----- Data supplied -----

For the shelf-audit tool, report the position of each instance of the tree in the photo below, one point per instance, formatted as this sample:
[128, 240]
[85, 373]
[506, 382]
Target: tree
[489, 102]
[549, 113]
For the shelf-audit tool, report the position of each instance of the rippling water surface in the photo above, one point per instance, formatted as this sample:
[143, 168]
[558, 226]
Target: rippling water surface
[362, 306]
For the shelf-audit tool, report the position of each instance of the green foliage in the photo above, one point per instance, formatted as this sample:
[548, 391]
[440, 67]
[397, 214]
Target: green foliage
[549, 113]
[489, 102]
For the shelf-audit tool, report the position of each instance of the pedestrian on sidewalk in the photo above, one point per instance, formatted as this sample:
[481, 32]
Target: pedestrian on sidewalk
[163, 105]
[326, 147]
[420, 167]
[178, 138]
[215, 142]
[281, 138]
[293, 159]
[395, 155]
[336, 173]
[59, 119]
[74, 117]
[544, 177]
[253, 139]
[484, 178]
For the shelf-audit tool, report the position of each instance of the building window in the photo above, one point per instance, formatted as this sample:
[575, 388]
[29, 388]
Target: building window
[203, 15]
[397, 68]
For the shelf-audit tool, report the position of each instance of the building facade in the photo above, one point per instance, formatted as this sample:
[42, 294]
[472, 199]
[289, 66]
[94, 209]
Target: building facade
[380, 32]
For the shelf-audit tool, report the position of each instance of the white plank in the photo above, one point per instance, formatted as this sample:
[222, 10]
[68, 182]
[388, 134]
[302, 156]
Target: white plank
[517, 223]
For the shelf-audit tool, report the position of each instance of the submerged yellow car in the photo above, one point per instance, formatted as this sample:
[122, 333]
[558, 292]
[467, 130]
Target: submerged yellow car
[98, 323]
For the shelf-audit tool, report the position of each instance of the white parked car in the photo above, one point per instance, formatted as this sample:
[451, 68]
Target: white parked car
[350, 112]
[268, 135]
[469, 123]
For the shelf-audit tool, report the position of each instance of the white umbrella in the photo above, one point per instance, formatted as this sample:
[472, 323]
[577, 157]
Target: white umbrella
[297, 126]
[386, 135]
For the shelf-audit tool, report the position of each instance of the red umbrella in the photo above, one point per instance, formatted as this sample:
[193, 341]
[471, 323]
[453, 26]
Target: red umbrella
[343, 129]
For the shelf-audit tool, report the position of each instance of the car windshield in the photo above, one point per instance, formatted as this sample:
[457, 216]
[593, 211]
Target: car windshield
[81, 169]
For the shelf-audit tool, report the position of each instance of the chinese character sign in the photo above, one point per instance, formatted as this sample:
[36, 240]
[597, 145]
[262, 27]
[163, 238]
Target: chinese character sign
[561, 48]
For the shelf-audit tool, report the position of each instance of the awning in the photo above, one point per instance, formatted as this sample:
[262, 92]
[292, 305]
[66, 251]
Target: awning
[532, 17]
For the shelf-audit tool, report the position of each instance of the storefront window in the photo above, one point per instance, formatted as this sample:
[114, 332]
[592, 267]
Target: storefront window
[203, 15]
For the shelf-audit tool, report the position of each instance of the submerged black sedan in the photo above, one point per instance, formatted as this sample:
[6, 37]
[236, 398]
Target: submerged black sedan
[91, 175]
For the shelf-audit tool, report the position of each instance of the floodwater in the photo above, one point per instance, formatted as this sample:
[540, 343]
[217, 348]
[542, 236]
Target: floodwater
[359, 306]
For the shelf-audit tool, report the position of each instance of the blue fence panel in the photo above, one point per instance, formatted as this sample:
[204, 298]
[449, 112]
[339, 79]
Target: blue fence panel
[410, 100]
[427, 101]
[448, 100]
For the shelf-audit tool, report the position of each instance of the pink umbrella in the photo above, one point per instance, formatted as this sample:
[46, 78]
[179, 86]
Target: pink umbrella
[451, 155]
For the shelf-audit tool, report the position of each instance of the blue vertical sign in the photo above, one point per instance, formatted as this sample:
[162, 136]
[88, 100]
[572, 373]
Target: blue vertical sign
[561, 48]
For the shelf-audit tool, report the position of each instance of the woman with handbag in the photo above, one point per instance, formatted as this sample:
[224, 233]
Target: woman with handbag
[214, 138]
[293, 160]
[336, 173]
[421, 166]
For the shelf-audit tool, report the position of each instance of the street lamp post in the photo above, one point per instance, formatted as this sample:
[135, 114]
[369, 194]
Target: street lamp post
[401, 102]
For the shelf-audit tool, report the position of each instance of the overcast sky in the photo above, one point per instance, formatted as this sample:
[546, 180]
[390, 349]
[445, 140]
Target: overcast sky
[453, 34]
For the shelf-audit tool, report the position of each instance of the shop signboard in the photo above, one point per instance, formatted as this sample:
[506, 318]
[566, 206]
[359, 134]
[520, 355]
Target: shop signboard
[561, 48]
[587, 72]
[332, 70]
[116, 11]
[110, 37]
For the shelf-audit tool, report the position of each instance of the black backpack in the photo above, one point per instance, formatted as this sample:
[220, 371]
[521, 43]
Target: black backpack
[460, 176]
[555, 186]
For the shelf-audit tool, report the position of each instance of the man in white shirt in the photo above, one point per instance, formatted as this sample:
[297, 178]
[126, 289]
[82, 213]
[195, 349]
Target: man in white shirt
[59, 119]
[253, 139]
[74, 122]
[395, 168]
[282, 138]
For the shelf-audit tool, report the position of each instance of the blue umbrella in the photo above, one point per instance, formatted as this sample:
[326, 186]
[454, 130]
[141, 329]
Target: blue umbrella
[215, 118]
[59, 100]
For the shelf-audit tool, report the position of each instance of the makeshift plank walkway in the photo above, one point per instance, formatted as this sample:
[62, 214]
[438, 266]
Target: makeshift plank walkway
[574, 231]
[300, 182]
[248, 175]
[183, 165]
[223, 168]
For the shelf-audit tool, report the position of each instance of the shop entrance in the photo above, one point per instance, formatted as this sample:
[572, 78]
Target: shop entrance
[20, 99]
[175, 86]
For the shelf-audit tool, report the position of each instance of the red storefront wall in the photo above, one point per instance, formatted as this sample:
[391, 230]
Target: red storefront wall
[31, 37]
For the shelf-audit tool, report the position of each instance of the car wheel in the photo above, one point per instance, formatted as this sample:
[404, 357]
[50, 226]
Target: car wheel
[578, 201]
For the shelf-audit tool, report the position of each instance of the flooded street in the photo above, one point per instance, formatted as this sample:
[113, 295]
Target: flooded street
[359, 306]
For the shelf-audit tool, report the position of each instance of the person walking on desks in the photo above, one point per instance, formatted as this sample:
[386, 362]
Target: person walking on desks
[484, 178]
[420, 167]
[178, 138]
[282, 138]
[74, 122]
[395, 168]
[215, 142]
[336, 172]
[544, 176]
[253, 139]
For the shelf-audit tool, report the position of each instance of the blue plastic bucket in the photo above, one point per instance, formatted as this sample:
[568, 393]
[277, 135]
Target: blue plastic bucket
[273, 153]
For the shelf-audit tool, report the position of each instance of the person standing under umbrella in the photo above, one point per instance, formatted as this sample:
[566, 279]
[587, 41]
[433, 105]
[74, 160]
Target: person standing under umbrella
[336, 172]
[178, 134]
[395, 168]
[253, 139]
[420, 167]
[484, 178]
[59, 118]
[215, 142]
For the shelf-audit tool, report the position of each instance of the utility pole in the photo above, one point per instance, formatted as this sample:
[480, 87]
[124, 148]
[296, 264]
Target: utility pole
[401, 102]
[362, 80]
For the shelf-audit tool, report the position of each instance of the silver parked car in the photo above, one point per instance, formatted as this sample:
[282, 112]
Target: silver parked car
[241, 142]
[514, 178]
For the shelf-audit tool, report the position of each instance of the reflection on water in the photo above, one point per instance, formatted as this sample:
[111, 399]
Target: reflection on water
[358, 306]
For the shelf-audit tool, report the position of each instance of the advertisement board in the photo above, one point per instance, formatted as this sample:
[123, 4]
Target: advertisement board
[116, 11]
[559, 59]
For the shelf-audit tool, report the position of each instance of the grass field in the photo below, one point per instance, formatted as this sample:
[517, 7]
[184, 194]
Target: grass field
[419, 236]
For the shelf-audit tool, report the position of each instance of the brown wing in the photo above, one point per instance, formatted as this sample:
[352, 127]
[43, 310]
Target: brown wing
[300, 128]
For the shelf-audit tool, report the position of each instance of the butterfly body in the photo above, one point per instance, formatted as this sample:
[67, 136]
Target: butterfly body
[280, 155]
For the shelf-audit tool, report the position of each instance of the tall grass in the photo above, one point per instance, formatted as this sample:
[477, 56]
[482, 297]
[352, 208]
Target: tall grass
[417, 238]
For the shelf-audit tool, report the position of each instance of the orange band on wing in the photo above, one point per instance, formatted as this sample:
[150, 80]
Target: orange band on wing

-----
----- Data supplied -----

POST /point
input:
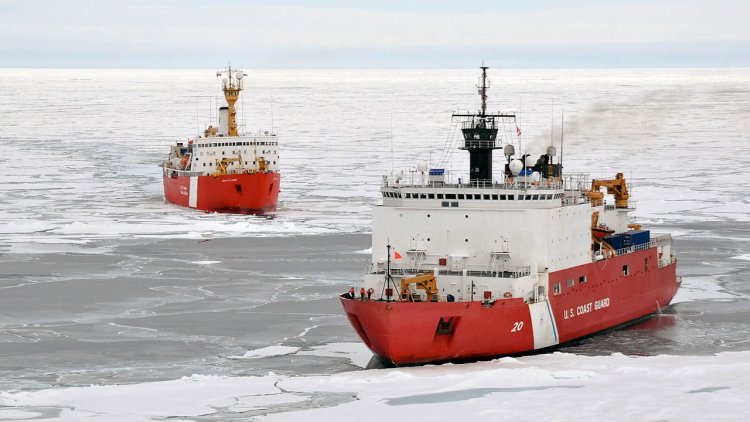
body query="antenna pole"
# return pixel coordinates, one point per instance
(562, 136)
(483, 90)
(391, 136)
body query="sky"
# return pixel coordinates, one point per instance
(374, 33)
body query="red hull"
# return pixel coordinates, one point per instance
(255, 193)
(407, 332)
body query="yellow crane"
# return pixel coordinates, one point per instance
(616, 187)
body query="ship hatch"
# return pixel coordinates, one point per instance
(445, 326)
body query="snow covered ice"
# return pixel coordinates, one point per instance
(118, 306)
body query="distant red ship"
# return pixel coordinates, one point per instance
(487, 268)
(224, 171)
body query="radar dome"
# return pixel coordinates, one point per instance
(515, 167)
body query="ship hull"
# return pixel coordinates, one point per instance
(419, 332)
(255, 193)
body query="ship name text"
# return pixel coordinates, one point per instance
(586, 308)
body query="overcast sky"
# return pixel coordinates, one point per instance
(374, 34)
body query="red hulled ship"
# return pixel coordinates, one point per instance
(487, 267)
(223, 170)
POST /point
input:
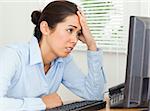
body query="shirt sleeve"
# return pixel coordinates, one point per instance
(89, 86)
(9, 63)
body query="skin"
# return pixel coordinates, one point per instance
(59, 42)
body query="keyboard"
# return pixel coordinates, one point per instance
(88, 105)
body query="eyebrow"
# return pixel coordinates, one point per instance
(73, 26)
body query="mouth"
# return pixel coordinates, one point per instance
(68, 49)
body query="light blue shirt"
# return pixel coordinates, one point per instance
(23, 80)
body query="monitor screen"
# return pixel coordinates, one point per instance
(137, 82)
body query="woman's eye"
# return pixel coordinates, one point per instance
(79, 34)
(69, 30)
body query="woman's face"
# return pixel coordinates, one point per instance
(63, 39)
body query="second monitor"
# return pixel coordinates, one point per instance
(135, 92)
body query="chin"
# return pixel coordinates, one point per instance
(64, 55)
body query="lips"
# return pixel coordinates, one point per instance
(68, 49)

-----

■ Exercise brief
Report the lines above that have the word "ship" in them.

■ Written response
body query="ship hatch"
body query="distant red ship"
body query="ship hull"
body query="ship name text"
body query="red hulled ship"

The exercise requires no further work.